INSTRUCTION — Count how many of the rows below contain the string "white", with case taken into account. Reply with that number only.

[start RECORDED DATA]

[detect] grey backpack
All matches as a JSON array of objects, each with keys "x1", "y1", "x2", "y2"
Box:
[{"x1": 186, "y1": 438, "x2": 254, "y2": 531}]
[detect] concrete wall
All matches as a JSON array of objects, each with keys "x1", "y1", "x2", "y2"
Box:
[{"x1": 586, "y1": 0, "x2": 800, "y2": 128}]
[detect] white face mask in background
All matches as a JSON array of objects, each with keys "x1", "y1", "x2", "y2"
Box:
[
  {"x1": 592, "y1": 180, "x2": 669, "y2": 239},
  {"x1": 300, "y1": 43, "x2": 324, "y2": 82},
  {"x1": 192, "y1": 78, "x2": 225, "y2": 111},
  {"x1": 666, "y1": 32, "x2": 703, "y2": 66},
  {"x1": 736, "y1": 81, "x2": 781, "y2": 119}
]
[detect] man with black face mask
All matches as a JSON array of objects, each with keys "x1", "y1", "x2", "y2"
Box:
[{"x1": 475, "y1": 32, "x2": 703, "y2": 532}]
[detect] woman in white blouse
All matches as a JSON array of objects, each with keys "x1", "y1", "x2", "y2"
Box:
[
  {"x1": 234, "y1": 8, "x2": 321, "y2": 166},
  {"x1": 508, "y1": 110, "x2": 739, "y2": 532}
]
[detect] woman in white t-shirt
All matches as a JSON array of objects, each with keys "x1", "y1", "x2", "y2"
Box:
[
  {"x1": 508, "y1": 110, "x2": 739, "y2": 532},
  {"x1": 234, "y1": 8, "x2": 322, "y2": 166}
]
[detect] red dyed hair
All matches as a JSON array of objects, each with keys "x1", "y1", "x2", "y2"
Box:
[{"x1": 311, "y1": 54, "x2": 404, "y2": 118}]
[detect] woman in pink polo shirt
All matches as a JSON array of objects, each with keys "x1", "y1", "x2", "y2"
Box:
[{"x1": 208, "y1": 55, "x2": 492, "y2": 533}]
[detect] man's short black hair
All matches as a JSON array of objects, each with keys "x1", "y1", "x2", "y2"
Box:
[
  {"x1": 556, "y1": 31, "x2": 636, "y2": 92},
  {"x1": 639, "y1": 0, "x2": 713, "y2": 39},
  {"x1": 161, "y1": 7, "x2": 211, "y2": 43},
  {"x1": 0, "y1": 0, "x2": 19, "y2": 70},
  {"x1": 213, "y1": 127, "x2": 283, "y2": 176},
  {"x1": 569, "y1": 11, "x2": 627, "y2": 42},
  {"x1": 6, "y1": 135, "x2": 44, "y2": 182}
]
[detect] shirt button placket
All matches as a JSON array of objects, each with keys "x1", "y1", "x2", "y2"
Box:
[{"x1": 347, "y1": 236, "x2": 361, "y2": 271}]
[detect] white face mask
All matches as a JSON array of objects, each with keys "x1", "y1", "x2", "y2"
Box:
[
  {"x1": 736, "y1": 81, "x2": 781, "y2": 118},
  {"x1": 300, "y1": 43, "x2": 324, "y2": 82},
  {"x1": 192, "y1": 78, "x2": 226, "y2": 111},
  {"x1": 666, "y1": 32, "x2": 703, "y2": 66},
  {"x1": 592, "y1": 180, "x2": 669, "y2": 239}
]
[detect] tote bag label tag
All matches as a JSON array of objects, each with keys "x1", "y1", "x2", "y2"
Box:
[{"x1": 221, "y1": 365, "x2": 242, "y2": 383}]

[end RECORDED DATA]
[start RECORDED DATA]

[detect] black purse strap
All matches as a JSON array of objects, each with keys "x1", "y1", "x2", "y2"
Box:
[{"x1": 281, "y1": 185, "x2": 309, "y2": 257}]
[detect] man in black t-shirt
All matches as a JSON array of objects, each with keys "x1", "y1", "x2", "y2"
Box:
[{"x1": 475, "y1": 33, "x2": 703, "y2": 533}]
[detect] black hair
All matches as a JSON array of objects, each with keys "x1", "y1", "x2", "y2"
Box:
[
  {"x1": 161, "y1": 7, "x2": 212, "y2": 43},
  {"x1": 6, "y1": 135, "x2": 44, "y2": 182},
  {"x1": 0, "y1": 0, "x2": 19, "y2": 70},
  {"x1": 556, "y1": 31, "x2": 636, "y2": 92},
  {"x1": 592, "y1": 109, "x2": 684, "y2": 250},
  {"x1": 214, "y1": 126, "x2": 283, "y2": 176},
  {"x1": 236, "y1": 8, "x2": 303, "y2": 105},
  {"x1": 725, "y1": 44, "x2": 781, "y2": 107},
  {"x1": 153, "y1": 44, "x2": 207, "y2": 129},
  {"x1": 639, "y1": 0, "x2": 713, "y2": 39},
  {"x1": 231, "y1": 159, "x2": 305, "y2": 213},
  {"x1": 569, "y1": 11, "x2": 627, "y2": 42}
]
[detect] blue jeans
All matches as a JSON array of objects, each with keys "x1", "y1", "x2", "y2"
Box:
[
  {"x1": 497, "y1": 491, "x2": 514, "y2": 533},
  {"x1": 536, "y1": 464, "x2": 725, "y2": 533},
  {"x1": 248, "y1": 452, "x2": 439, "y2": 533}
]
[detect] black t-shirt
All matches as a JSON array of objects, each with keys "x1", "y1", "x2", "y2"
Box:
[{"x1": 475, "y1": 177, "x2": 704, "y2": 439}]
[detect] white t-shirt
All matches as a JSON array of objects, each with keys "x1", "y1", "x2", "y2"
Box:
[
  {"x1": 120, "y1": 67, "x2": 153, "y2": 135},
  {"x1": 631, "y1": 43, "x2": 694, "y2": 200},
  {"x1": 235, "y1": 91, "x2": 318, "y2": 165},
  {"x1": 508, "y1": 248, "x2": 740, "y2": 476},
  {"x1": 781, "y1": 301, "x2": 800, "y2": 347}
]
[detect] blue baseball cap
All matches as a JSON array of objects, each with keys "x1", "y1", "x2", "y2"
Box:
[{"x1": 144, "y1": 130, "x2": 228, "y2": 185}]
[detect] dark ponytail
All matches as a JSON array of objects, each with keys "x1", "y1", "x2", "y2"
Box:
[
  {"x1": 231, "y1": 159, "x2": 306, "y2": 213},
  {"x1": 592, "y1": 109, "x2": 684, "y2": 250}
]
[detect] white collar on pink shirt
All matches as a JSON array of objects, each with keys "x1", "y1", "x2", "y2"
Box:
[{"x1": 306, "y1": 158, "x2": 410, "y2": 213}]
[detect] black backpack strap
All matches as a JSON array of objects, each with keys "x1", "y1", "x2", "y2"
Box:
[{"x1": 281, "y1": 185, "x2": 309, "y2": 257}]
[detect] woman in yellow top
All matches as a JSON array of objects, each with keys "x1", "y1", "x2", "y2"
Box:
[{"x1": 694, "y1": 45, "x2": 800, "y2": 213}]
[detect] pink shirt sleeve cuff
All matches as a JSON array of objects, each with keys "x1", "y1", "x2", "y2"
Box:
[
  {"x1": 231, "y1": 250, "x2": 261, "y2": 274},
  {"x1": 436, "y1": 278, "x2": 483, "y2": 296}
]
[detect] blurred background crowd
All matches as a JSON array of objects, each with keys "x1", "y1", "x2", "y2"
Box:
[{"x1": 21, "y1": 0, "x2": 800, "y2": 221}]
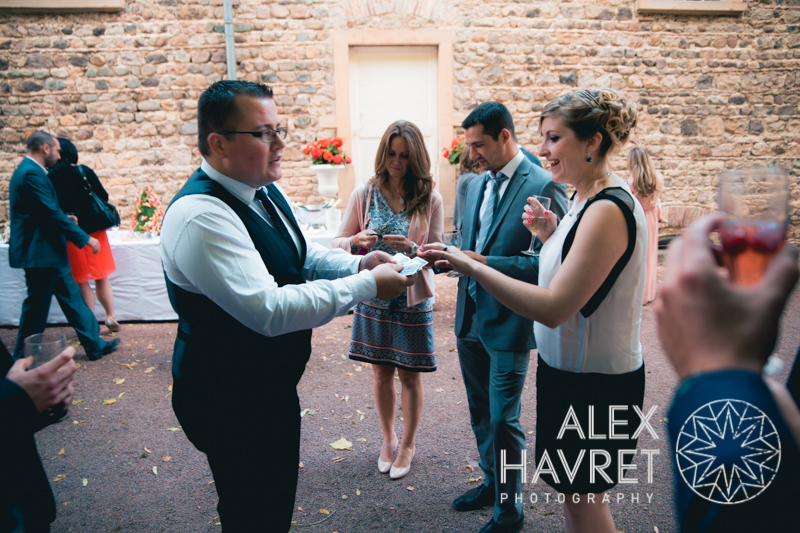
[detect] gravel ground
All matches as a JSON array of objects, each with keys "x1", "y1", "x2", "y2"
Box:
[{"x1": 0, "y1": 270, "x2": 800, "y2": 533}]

[end RECORDED DATA]

WRITTEN REPLY — 6